EXERCISE REQUIREMENTS: Reproduce every one of the records below word for word, leaving out the pictures.

MATERIAL FOR THE TASK:
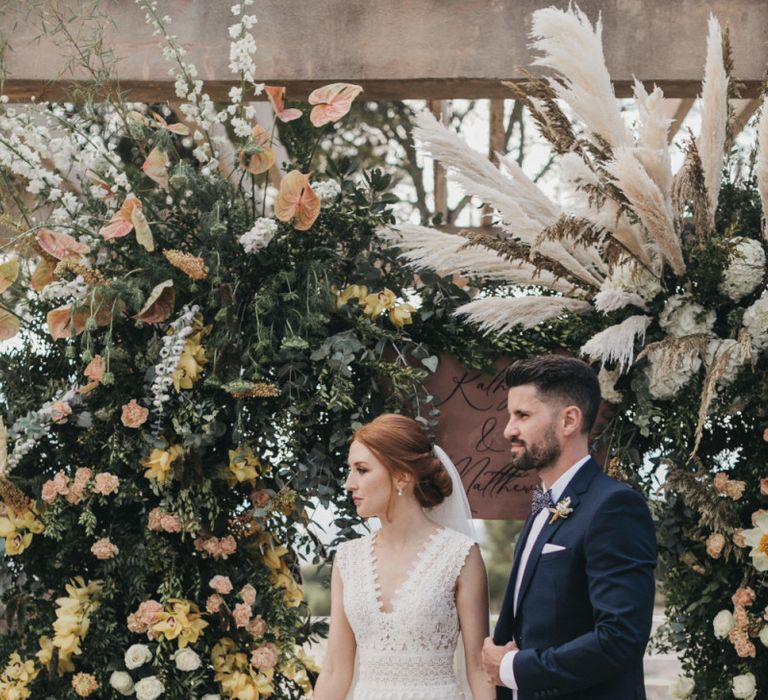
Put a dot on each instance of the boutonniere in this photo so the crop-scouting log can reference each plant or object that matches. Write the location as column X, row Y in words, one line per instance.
column 561, row 509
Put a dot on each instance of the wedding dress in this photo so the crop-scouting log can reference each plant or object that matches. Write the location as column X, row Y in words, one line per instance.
column 407, row 652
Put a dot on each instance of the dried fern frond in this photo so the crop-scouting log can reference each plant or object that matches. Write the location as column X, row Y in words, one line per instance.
column 648, row 203
column 572, row 47
column 714, row 116
column 689, row 187
column 502, row 314
column 761, row 163
column 617, row 343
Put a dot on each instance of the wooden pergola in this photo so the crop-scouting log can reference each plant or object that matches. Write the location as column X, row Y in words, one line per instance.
column 420, row 49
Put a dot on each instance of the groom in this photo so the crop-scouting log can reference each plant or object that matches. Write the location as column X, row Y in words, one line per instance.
column 576, row 616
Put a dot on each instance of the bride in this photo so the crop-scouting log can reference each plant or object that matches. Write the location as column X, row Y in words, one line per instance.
column 401, row 596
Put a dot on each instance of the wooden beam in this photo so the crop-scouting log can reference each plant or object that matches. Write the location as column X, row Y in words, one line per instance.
column 430, row 49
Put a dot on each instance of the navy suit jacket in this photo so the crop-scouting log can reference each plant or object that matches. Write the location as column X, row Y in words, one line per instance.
column 584, row 612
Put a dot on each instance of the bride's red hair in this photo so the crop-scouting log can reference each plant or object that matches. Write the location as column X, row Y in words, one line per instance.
column 400, row 444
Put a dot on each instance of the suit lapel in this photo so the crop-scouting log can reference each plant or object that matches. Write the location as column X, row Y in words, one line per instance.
column 578, row 485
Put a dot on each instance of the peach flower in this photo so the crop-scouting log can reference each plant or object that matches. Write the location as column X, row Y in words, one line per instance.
column 106, row 483
column 104, row 549
column 134, row 415
column 221, row 584
column 242, row 614
column 715, row 544
column 214, row 603
column 248, row 594
column 264, row 657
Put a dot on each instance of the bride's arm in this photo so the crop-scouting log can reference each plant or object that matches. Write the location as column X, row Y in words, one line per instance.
column 472, row 607
column 338, row 666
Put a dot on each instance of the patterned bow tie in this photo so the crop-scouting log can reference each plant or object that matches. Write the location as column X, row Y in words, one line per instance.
column 541, row 499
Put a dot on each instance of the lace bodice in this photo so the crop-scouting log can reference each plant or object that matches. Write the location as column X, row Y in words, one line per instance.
column 408, row 651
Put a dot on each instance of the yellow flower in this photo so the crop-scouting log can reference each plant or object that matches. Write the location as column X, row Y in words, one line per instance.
column 158, row 464
column 401, row 315
column 354, row 291
column 244, row 466
column 378, row 302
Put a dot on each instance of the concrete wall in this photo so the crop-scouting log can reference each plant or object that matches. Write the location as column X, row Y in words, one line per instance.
column 397, row 48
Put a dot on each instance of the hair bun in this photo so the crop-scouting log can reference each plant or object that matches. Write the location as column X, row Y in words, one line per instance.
column 436, row 487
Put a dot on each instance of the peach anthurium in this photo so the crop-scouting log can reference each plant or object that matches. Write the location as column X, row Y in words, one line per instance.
column 60, row 245
column 332, row 102
column 257, row 157
column 130, row 216
column 9, row 324
column 159, row 304
column 156, row 167
column 297, row 201
column 9, row 271
column 276, row 96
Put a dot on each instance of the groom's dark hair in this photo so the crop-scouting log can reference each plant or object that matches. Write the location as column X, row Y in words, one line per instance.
column 563, row 378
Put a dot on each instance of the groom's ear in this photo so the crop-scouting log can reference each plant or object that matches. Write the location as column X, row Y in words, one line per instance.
column 572, row 419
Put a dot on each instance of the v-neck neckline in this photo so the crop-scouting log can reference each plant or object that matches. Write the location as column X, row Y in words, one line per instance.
column 411, row 569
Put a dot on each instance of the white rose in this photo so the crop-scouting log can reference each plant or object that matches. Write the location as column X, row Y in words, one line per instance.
column 667, row 374
column 682, row 687
column 149, row 688
column 137, row 655
column 608, row 379
column 723, row 623
column 121, row 682
column 745, row 269
column 744, row 686
column 186, row 659
column 681, row 316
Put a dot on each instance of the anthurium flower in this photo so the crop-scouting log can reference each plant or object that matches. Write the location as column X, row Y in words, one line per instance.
column 297, row 201
column 378, row 302
column 332, row 102
column 276, row 96
column 757, row 538
column 129, row 217
column 353, row 291
column 60, row 245
column 257, row 155
column 156, row 167
column 401, row 315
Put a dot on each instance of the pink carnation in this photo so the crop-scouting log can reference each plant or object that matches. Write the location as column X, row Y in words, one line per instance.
column 248, row 594
column 104, row 549
column 145, row 616
column 214, row 603
column 264, row 657
column 106, row 483
column 242, row 614
column 221, row 584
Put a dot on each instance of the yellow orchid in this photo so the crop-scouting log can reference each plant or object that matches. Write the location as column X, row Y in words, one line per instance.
column 377, row 302
column 158, row 464
column 400, row 315
column 353, row 291
column 244, row 466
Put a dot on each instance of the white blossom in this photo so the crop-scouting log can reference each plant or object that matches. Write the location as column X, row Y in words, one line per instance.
column 681, row 316
column 745, row 269
column 259, row 236
column 137, row 655
column 149, row 688
column 327, row 191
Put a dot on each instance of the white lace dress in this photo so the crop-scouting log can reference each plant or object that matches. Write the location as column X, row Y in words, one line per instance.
column 406, row 653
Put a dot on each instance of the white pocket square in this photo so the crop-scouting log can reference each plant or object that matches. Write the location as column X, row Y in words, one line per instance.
column 549, row 548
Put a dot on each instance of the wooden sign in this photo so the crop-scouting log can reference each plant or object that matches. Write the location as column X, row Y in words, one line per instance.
column 473, row 413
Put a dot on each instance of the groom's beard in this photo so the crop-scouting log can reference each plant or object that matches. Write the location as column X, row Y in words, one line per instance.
column 539, row 455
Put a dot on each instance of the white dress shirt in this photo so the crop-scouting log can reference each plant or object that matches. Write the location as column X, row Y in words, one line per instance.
column 506, row 669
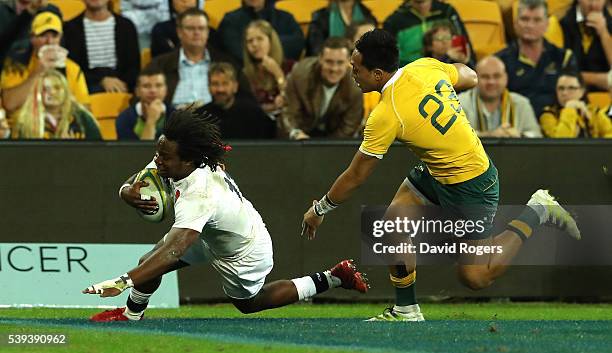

SOLUTION TO THIS PROBLEM:
Put a dot on each instance of the boutonniere in this photo so the crop-scouting log can reference each plant or object that matches. Write the location as column X, row Y in words, one line per instance.
column 561, row 509
Put a dot on each instance of the wedding dress in this photo so the crop-scouting log can reference each plant or object that matches. Write the location as column X, row Y in words, one line per instance.
column 407, row 652
Put a dot on each instance of the dried fern frond in this photo so the crop-scouting log can reference each plant or object that matches. Write the location as column X, row Y in words, one line per instance.
column 648, row 203
column 572, row 47
column 714, row 116
column 689, row 187
column 502, row 314
column 761, row 163
column 617, row 343
Put a dot on each instance of the wooden pergola in this photo so the crop-scouting log can reference each plant or object that matches. Write the location as column X, row Y in words, one line per instance.
column 420, row 49
Put a dot on each instance of the groom in this photo so the crop-scouting log can reference each plant or object that matches. Write the location as column X, row Y in words, one line per instance.
column 576, row 616
Put a dot on each instance of the bride in this photo so the crop-scouting log can reference each plant or object that matches. Write the location as column X, row Y in words, one line per instance.
column 401, row 596
Put a dot on each instance of the wooden beam in this photo so the crop-scouting log can reference each plant or object that matches. Write the location as column X, row Y in words, one line per instance.
column 430, row 49
Put a dot on each instance of the navy suit jacket in this photo so the crop-scouting log can reference each plant or object that matches. Write the location as column X, row Y in words, one line per instance.
column 584, row 612
Put a dot on each instance of the bride's red hair in this photo so the crop-scouting log can reference each plant or object that matches. Write the location as column X, row Y in words, one line per instance.
column 400, row 444
Put a dot on each instance of the suit lapel in this photo so the crop-scouting log can reference each plant or object that matches. Write the location as column X, row Y in words, one line per instance.
column 578, row 485
Put a dot on each instance of the peach flower in this photo so the crop-scouting log can reference each plant or object that matches. Write the location as column X, row Y in words, one line per instance.
column 106, row 483
column 104, row 549
column 134, row 415
column 221, row 584
column 242, row 614
column 715, row 544
column 214, row 603
column 248, row 594
column 264, row 657
Put a dot on each instance of the bride's arm in this photo so the crop-scouting log can reference each plant or object that matches. Write the location as column X, row Y in words, one line per instance.
column 472, row 607
column 338, row 666
Put a dot on each instance of the patterned bow tie in this photo so the crop-scouting log can reference each plant or object that matches. Write the location as column X, row Y in words, one line per instance.
column 541, row 499
Put a dot on each instance of the lace bodice in this photo so the crop-scouting log can reference each plant or object that matches. Write the location as column X, row Y in words, one line per instance.
column 408, row 651
Put a dot on each instance of the yellow flower in this photo so the crop-scouting log can reference each plant or object that matches. Write the location as column X, row Y in words, one line per instance.
column 158, row 464
column 401, row 315
column 354, row 291
column 244, row 466
column 378, row 302
Put a dot on each instance of the concrete wall in this photo so the crop-scouting log can reference each plant or object that matches. Write the location as column X, row Y in words, one line per instance.
column 397, row 48
Put a dot on each instance of the hair bun in this photo so the crop-scouting log can reference each plant or object that matches. Write the location as column X, row Y in words, one line per instance.
column 436, row 487
Put a dot on each instance of the peach anthurium in this photo so the crop-scouting log can reference each plant or object that matches. Write the location as column X, row Y in words, one line per instance.
column 60, row 245
column 332, row 102
column 257, row 157
column 130, row 216
column 9, row 324
column 159, row 304
column 156, row 167
column 297, row 201
column 9, row 271
column 276, row 96
Put a dot on each instance of the groom's dark hair in this photo so the crop-scouting log can reference each plant or object that matches. Write the location as column X, row Y in words, one line per instance.
column 563, row 378
Put a dot on each instance of the groom's ear in this photo so the crop-scouting log can reference each plant or object that matches. Write the location as column X, row Y in words, one line per instance.
column 572, row 419
Put a dot on each instance of the v-neck neckline in this photo so the crop-scouting log can reference each plant or object that matches. Write the location as column X, row Y in words, one line per instance.
column 411, row 569
Put a dot on each instance of the white rose in this photo so the crop-scouting log can reference each plant or object that matches. Write the location as column X, row Y in words, one line per instance.
column 667, row 374
column 682, row 687
column 149, row 688
column 137, row 655
column 608, row 379
column 723, row 623
column 121, row 682
column 745, row 269
column 744, row 686
column 186, row 659
column 681, row 316
Put a dot on each instance of the anthurium flower in this photo so the crop-scouting log can reference each plant or object that matches. Write the location as column X, row Y in words, one line per instance.
column 297, row 201
column 378, row 302
column 332, row 102
column 276, row 96
column 757, row 538
column 129, row 217
column 353, row 291
column 60, row 245
column 257, row 155
column 156, row 167
column 401, row 315
Put a dot on each instance of the pink carnation in this photo so the crop-scouting log can reference each plant or object that matches. Write the location as column X, row Y in words, one line per instance.
column 248, row 594
column 104, row 549
column 145, row 616
column 214, row 603
column 264, row 657
column 106, row 483
column 242, row 614
column 221, row 584
Put a dot on each instance of the yellow orchid in this photo so the crop-scouting log can reference each plant or object that matches. Write the location as column X, row Y in words, one line per instance.
column 377, row 302
column 158, row 464
column 400, row 315
column 353, row 291
column 244, row 466
Put a dot on each instance of the white blossom in this photo so the crop-scouting log can reference each plant or object that matches. Write the location as column X, row Y in words, one line per instance.
column 681, row 316
column 745, row 269
column 259, row 236
column 137, row 655
column 149, row 688
column 327, row 191
Put a dot on each instance of the white lace dress in this photo so the crop-scouting log can reference each plant or object that matches. Write the location as column X, row Y in words, one line per instance.
column 406, row 653
Put a dot on each instance of the white pocket square in this photo so the crop-scouting log can reference each plant or object that matches. Write the location as column X, row Y in words, one line per instance.
column 549, row 548
Put a dot on each instance of the wooden sign in this photo so the crop-scouting log can reference each plant or object that matches. Write the location as column X, row Y in words, one line per instance.
column 473, row 413
Put a dot on each instance of the groom's beard in this photo so the crop-scouting log can reference each plant or object that matches. Write the location as column X, row Y in words, one line per instance.
column 539, row 455
Put a dot on each instance of the white dress shirt in this photo so the crop-scouting log can reference each plant or object that matches. Write the location as column X, row Y in words, one line per instance.
column 506, row 669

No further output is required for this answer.